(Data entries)
╭──

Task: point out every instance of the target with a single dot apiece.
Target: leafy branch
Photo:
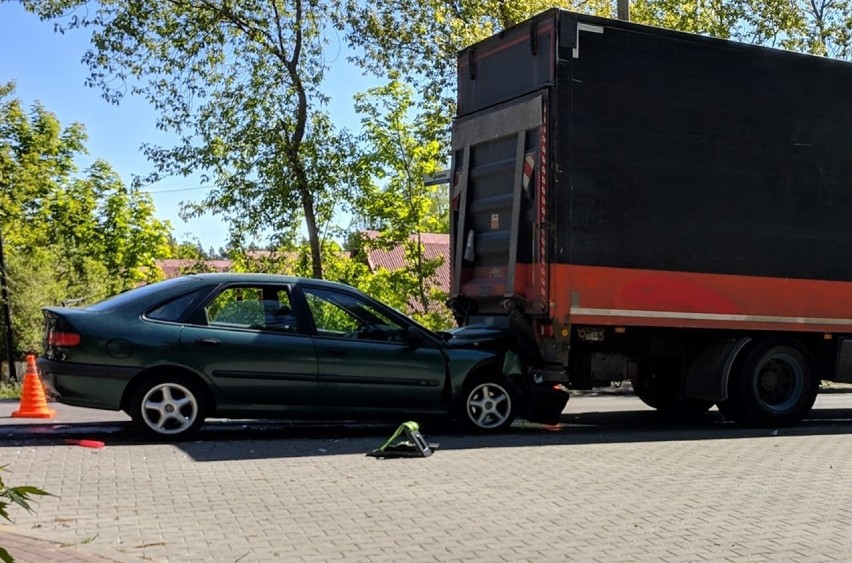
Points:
(22, 496)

╰──

WORK TO BE COMPLETED » Your task is to retype all the entries exactly and leave out any pictures.

RESULT BELOW »
Task: point out every instance of the target with a single dot apiece.
Target: leafy branch
Photo:
Points:
(22, 496)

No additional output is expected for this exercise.